What to produce — Find the line that contains "Roster-mapping task: tag the suit". Repeat that line and all lines following it, exactly, through the end of the listing below.

◇ ◇ ◇ ◇ ◇

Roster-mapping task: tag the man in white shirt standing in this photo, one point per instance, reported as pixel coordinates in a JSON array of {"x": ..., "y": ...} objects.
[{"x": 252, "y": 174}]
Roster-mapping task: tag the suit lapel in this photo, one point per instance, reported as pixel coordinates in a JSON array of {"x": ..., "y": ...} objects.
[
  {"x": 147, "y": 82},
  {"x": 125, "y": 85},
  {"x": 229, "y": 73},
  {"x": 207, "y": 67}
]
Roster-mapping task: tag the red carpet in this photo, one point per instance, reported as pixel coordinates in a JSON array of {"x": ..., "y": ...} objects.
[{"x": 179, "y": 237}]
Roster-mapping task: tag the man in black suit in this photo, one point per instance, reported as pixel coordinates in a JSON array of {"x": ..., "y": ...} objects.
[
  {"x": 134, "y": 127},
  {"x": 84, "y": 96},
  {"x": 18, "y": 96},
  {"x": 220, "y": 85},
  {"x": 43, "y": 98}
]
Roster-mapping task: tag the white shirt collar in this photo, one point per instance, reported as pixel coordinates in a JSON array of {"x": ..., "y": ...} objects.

◇ ◇ ◇ ◇ ◇

The reply —
Roster-mapping task: tag the suit lapel in this photo, one point per instance, reported as pixel coordinates in a JSON array of {"x": ..., "y": ...} objects.
[
  {"x": 147, "y": 82},
  {"x": 125, "y": 85},
  {"x": 229, "y": 73},
  {"x": 207, "y": 67}
]
Roster-mapping task: tag the red carpet in this photo, one point per instance, reported as pixel coordinates in a JSON array of {"x": ..., "y": ...} objects.
[{"x": 179, "y": 237}]
Roster-mapping task: tag the man in black suit in this photo, one point per instance, reported as pixel coordinates in a JSON array of {"x": ..., "y": ...} objects.
[
  {"x": 134, "y": 127},
  {"x": 84, "y": 96},
  {"x": 18, "y": 96},
  {"x": 220, "y": 85},
  {"x": 43, "y": 98}
]
Roster-mapping task: tag the white shirt collar in this photo, one point per instance, reported as pixel coordinates in a JSON array of {"x": ..., "y": ...} objects.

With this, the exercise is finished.